# PASSAGE TO READ
* Begin *

This lab has a number components designed to investigate different strategies of information seeking in reinforcement learning, including those beyond $\epsilon$-greedy.

Sections:
1. Building a different environment
1. Trying out some new, more sophisticated agents, in the new environment
1. Testing the agents in a more complex (changing) environment

## Background

- In the last lab, we got familiar with basic Q-learning and action selection algorithms (random, sequential, and  $\epsilon$-greedy).
- We focused on the "exploitation" (reward maximization) side of the exploration-exploitation dilemma.
- However, as we found, exploration is intertwined with exploitation in a complex way (one must explore to estimate which options may give the most reward).
- In fact, the question of how to maximize reward in such a formulation is *mathematically intractible*.

* End *

# DATA EXTRACT
* Begin *

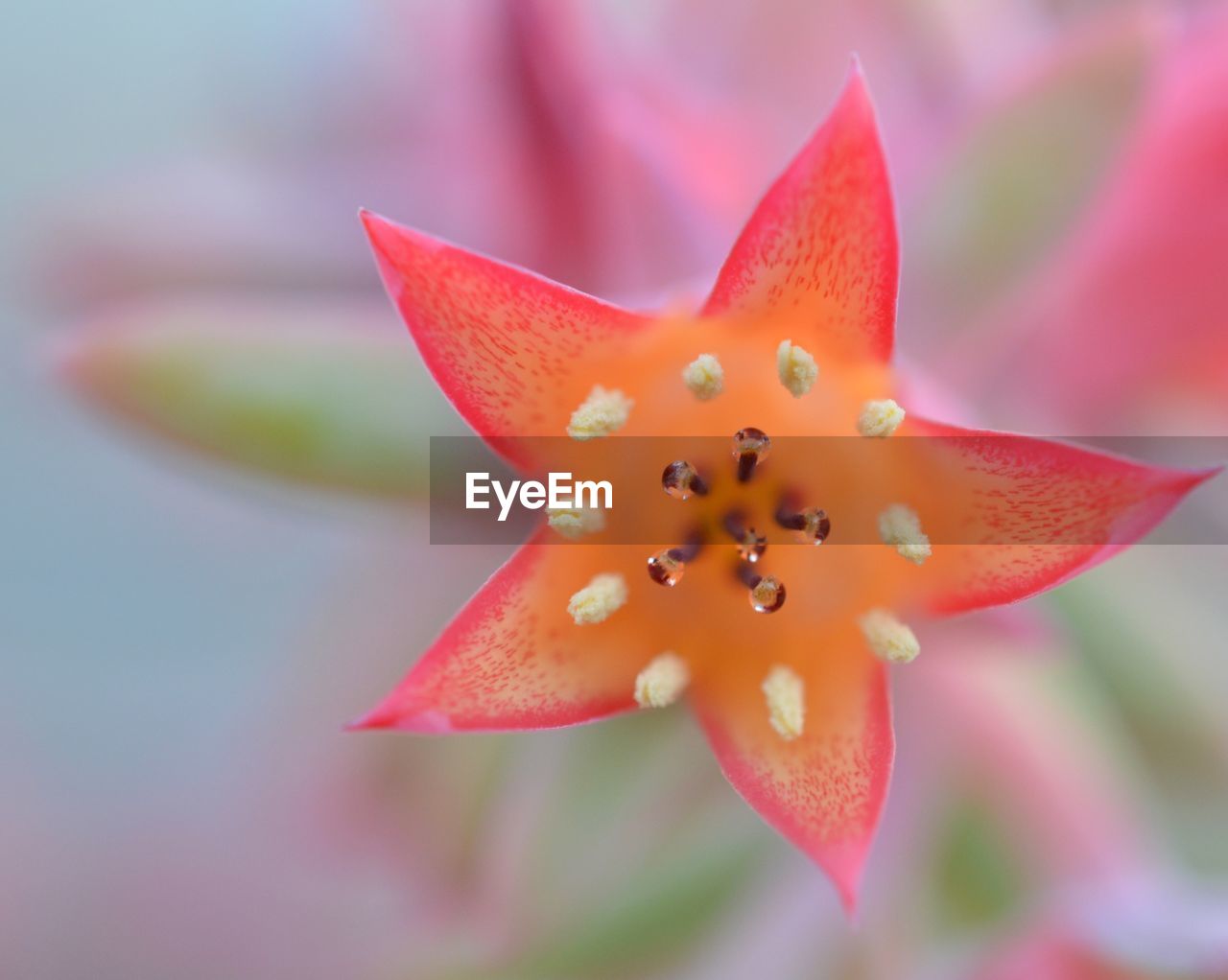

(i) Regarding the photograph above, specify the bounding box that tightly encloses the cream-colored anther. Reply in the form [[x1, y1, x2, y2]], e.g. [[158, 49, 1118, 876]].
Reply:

* End *
* Begin *

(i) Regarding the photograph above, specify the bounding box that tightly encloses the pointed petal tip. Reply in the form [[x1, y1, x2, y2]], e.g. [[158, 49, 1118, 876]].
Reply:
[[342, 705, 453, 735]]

* End *

# WRITTEN TASK A
Answer these questions from the reinforcement learning lab text, one line each:
(i) Which action selection algorithms did the last lab cover?
(ii) Which side of the exploration-exploitation dilemma did the last lab focus on?
(iii) In what kind of environment does the third section test the agents?
# WRITTEN TASK B
In the records, swap "photograph" for "image" and write out again the lines from the one with "encloses the pointed" up to and including the one with "[[342, 705, 453, 735]]", changing nothing else.

# PROBLEM SOLUTION A
(i) Random, sequential, and $\epsilon$-greedy.
(ii) The "exploitation" (reward maximization) side.
(iii) A more complex (changing) environment.

# PROBLEM SOLUTION B
(i) Regarding the image above, specify the bounding box that tightly encloses the pointed petal tip. Reply in the form [[x1, y1, x2, y2]], e.g. [[158, 49, 1118, 876]].
Reply:
[[342, 705, 453, 735]]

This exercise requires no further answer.